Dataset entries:
..........
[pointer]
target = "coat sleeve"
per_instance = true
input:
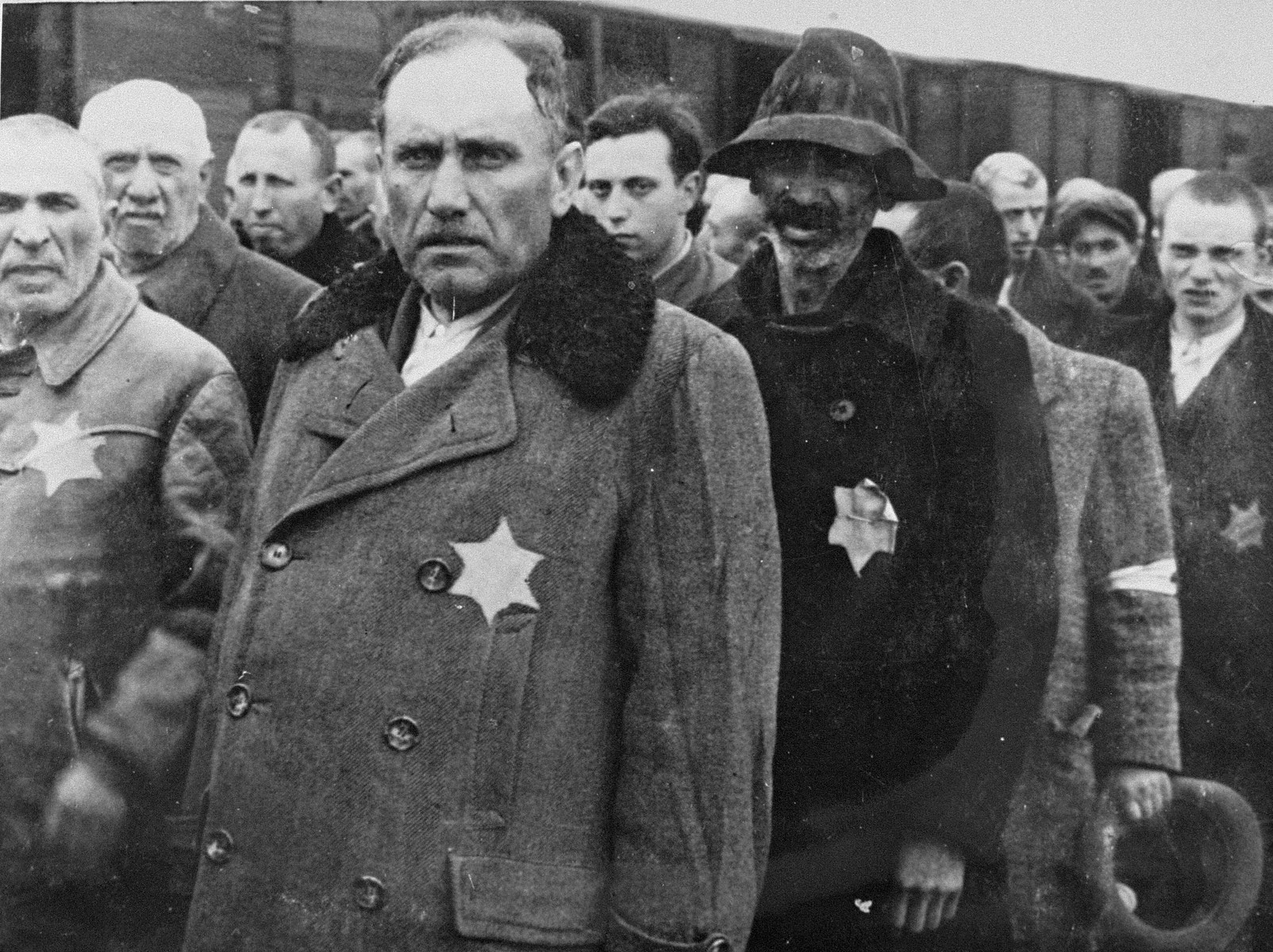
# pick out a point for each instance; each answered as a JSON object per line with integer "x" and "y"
{"x": 698, "y": 598}
{"x": 144, "y": 722}
{"x": 1134, "y": 621}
..........
■ **What is required**:
Copy each line above precisely, dropping the pictures.

■ **Problem solution**:
[pointer]
target = "coat sleeve"
per_instance = true
input:
# pick out a point for each instance; each answered as a JSON object per line with integer "x" and "y"
{"x": 698, "y": 598}
{"x": 144, "y": 722}
{"x": 1134, "y": 621}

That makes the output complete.